TASK PROMPT: Of all the lines in the records below, copy only those that contain the string "ceiling".

Free-text object descriptions:
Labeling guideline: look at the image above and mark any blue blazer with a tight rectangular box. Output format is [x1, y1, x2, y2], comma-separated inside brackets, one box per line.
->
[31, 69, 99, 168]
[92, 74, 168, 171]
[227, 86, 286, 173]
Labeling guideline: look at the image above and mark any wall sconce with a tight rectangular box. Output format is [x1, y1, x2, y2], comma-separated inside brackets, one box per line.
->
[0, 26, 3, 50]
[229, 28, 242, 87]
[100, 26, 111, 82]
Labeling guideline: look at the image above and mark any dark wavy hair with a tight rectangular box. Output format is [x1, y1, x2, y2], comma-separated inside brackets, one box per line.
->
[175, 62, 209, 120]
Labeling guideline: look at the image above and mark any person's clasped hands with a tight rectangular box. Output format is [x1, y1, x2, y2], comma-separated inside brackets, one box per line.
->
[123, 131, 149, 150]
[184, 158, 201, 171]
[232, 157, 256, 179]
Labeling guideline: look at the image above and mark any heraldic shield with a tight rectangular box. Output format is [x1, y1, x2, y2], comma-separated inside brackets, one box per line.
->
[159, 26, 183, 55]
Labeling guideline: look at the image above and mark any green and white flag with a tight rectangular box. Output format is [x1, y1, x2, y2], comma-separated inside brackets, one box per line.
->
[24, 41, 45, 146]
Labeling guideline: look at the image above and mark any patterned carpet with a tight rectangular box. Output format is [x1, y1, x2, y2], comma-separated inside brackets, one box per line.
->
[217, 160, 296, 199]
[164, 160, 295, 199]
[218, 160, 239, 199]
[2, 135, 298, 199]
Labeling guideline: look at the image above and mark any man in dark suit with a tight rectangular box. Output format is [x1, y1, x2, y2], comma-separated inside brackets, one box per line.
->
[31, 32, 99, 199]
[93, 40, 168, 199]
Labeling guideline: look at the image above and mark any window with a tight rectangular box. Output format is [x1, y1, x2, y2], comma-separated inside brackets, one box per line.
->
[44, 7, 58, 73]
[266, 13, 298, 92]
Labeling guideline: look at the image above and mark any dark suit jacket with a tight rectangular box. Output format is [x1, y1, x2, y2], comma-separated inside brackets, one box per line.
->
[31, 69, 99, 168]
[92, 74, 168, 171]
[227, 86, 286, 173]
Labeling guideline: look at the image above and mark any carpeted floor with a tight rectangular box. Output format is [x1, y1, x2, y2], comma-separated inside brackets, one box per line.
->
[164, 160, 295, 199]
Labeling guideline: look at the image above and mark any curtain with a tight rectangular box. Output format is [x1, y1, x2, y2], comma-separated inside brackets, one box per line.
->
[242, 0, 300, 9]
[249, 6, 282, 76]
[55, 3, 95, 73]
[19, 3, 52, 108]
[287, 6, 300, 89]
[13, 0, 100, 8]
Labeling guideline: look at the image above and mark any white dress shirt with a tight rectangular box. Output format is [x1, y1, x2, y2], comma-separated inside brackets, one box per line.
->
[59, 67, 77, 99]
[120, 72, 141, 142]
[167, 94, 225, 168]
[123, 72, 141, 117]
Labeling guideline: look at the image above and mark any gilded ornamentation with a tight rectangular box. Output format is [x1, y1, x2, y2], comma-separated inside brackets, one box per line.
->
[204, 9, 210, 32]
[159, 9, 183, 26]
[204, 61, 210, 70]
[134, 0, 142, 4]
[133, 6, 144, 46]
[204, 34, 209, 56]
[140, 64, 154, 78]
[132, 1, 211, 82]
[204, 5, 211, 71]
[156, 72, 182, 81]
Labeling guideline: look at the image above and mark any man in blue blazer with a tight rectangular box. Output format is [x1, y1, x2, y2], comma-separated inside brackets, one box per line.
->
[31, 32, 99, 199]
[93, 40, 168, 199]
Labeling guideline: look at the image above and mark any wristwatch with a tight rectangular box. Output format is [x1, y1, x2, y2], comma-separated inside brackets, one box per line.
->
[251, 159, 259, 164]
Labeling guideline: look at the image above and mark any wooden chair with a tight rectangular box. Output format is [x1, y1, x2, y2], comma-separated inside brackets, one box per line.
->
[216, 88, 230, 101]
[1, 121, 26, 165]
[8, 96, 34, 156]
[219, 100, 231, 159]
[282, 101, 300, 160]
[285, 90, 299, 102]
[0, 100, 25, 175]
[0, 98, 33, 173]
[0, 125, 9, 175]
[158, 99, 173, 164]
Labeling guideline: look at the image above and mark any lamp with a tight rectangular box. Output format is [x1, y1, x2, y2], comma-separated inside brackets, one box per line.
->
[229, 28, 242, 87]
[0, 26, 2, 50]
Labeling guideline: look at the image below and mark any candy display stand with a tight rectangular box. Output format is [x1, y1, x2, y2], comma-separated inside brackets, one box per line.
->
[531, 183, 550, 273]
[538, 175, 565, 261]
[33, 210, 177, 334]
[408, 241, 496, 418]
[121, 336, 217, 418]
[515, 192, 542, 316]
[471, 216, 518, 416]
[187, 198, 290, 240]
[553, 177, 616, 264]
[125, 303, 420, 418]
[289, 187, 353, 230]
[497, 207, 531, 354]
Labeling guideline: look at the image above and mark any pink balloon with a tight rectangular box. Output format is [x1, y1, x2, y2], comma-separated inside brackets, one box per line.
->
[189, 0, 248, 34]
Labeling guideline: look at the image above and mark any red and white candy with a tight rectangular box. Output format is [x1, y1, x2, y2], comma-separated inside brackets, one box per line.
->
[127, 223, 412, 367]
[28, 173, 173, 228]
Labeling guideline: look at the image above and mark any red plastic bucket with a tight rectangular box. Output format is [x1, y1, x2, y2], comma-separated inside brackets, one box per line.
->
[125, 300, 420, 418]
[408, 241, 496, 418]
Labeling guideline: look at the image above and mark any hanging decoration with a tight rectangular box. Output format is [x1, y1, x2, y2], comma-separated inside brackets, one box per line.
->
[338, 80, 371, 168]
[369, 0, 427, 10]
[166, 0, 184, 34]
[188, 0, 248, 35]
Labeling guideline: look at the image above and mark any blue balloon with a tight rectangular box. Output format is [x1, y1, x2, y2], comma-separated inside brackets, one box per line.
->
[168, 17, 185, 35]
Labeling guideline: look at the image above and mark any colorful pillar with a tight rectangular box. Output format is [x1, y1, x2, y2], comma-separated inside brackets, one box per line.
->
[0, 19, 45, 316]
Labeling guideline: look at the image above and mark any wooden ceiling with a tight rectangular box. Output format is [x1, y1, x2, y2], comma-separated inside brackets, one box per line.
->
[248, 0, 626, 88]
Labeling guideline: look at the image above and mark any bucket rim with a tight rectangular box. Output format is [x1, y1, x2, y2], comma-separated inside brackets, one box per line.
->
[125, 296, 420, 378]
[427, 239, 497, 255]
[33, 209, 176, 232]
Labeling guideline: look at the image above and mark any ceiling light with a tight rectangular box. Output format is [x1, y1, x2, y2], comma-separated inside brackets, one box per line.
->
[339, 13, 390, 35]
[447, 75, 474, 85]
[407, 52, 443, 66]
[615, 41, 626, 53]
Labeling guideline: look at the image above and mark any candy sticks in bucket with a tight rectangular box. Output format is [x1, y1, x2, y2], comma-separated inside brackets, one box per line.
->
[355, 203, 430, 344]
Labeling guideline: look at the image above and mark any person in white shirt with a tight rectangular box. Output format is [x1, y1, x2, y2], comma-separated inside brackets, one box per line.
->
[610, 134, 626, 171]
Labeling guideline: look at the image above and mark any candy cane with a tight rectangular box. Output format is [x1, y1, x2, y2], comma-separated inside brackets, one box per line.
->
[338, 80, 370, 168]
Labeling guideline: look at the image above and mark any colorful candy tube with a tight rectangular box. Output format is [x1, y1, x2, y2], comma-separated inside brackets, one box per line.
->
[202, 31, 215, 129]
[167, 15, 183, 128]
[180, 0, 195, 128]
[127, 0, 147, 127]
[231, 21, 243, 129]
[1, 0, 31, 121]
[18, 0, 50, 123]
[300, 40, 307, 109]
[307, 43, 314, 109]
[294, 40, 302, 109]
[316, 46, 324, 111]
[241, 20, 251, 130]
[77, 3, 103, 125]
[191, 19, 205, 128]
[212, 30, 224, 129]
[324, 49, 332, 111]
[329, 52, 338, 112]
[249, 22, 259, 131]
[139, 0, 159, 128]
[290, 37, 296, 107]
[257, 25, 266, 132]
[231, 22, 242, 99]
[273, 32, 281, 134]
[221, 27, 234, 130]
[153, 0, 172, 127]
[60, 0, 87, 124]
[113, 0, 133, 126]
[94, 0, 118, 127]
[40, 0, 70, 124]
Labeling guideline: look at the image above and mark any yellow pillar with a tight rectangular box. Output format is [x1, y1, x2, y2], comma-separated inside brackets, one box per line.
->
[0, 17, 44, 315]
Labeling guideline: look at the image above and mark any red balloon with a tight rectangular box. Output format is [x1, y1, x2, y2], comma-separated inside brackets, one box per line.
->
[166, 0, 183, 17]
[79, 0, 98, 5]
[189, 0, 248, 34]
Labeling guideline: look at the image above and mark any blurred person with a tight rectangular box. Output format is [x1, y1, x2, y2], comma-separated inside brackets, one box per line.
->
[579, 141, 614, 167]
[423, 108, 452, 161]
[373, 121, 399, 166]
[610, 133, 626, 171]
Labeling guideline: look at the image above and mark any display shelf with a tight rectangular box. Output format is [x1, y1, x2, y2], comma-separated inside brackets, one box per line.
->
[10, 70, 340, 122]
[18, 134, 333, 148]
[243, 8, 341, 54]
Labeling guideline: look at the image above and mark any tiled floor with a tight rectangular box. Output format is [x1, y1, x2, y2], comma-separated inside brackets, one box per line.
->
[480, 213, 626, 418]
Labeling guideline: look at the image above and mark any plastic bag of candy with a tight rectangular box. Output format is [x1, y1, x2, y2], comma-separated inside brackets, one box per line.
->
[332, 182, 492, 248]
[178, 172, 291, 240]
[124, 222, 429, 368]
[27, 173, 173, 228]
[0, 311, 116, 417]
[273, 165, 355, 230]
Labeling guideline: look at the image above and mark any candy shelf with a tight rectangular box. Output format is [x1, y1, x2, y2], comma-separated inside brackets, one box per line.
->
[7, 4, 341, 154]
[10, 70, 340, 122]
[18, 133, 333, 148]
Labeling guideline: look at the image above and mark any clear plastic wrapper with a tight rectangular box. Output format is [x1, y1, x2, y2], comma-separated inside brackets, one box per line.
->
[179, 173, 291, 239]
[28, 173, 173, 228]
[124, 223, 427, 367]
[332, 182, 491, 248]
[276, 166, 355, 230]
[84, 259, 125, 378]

SOLVED PROBLEM:
Labeling guideline: look at the image above and mark any wooden ceiling with a tight rectangular box. Output format is [x1, y1, x2, y2], comma-separated inside brackets, one box per line.
Labeling guideline: look at the image above and mark any ceiling light with a tight rectangular box. Output format is [x1, y1, x2, y2], comma-separated inside brackets, one box per line.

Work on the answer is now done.